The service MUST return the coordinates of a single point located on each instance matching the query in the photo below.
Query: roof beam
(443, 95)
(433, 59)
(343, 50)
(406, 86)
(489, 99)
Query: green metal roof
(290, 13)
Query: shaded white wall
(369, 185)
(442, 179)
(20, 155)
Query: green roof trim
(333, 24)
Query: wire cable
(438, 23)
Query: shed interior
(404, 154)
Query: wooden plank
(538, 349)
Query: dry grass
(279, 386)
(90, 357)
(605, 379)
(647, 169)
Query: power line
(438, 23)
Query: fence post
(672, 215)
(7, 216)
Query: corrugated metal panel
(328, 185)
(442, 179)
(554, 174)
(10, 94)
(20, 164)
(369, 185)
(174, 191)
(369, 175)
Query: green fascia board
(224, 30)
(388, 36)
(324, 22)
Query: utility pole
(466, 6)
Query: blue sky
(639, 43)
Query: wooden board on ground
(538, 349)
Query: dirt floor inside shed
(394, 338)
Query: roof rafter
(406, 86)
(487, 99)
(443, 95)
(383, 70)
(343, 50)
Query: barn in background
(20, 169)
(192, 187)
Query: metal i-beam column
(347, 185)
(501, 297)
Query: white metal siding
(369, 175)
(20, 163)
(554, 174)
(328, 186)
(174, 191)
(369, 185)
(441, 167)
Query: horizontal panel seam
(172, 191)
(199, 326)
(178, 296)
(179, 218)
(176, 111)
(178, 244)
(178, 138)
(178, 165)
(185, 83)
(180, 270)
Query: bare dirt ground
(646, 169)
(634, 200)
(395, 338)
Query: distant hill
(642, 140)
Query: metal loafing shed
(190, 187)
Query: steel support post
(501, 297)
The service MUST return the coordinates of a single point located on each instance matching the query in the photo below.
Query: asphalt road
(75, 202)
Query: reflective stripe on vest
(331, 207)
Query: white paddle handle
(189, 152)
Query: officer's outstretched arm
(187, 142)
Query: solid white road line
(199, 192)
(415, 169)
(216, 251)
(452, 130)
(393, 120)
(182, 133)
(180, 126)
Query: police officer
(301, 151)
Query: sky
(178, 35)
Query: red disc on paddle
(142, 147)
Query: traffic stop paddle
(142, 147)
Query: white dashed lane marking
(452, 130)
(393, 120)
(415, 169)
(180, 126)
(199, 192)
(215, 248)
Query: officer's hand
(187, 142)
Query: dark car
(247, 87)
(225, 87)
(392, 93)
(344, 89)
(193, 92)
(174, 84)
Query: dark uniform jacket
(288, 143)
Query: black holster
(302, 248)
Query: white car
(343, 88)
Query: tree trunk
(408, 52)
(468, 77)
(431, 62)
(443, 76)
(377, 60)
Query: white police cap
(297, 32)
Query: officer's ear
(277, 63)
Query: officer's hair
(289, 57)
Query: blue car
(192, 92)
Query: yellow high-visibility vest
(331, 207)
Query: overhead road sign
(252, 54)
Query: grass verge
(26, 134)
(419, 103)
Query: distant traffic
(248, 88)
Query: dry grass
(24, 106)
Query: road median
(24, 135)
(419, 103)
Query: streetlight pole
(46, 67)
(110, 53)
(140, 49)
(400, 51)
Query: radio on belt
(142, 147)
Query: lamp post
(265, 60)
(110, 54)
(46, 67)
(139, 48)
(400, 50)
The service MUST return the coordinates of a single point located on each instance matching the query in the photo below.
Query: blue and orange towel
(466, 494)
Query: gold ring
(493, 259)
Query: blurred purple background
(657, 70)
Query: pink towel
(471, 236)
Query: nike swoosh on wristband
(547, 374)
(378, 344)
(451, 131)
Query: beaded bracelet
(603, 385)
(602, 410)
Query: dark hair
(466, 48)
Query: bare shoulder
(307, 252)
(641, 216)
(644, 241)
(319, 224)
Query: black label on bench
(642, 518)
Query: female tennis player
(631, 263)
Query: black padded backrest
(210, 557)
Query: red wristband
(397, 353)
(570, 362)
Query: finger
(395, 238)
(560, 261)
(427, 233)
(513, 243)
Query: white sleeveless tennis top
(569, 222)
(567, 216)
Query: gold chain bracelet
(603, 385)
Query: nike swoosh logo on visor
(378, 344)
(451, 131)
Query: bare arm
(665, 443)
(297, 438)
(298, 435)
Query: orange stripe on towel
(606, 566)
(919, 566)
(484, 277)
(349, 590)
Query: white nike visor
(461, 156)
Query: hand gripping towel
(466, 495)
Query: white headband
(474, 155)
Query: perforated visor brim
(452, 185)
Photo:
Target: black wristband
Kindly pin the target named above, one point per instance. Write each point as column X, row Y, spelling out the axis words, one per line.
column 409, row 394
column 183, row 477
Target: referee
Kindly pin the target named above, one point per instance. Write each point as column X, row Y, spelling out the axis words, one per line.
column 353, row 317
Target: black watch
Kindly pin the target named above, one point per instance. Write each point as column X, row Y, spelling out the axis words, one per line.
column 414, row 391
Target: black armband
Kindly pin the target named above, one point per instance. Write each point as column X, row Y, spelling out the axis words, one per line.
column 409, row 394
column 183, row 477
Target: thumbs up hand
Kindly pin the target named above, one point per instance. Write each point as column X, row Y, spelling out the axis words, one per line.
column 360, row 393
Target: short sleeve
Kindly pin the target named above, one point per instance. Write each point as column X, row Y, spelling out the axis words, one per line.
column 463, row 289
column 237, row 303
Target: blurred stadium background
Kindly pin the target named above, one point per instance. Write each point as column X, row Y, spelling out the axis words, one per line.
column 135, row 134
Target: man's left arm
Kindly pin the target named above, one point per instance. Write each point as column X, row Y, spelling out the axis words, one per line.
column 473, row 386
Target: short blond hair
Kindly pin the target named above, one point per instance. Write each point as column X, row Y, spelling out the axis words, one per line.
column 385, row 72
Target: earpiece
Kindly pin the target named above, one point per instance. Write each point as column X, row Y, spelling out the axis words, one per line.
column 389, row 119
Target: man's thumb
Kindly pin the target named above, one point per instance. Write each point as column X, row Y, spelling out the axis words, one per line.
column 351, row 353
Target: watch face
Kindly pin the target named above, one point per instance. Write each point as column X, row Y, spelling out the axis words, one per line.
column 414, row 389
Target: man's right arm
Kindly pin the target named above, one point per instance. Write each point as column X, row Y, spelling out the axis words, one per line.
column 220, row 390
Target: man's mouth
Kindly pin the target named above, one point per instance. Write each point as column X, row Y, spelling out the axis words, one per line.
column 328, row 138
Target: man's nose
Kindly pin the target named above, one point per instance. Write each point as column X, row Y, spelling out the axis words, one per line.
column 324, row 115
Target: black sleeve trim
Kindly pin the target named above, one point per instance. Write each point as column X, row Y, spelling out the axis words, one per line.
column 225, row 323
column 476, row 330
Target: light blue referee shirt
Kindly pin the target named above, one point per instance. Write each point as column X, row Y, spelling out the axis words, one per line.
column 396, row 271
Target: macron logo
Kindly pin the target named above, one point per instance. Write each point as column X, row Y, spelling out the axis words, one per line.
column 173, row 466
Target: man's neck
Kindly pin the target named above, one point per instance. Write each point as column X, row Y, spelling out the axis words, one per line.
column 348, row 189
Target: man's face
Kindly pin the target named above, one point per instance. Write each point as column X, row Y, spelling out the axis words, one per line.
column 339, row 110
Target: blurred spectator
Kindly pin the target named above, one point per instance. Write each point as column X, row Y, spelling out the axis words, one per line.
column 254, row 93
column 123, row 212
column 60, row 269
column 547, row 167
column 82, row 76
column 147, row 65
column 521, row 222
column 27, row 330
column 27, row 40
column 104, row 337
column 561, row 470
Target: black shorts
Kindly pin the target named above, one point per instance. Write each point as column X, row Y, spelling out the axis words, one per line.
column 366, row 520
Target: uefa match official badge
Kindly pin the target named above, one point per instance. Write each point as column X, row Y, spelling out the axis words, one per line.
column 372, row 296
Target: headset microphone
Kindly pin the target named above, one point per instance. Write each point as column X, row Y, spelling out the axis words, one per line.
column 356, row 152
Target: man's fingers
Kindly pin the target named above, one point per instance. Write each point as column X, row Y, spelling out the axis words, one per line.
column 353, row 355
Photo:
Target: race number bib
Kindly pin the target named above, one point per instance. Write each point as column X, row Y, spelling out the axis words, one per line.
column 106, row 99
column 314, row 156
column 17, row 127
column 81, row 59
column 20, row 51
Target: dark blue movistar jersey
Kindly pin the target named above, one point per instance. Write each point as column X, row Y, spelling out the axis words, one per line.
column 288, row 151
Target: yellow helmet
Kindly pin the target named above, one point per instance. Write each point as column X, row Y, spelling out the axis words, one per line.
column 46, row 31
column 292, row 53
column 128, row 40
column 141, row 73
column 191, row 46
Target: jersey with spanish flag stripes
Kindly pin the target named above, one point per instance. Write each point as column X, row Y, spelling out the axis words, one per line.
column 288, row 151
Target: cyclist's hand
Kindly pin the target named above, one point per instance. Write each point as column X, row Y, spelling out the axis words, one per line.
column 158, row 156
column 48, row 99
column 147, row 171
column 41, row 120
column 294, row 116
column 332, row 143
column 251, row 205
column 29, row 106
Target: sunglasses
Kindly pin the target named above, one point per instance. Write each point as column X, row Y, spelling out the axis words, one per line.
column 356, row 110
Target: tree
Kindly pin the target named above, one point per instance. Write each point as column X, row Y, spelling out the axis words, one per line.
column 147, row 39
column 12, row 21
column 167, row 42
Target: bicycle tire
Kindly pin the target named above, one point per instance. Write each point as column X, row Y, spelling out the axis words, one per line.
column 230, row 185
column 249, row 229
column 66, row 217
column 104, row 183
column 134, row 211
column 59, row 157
++++++++++++++++++++
### [Work to complete]
Would you print exactly and only the lines of the material above that run from the line with "Target: man's thumb" through the line with "Target: man's right arm", both included?

### [Answer space]
Target: man's thumb
Kindly pin the target named above, one point per instance. Write each point as column X, row Y, spelling out the axis words, one per line.
column 351, row 353
Target: watch face
Kindly pin the target named above, one point per instance. Write each point as column X, row Y, spelling out the axis words, one per line.
column 414, row 389
Target: man's right arm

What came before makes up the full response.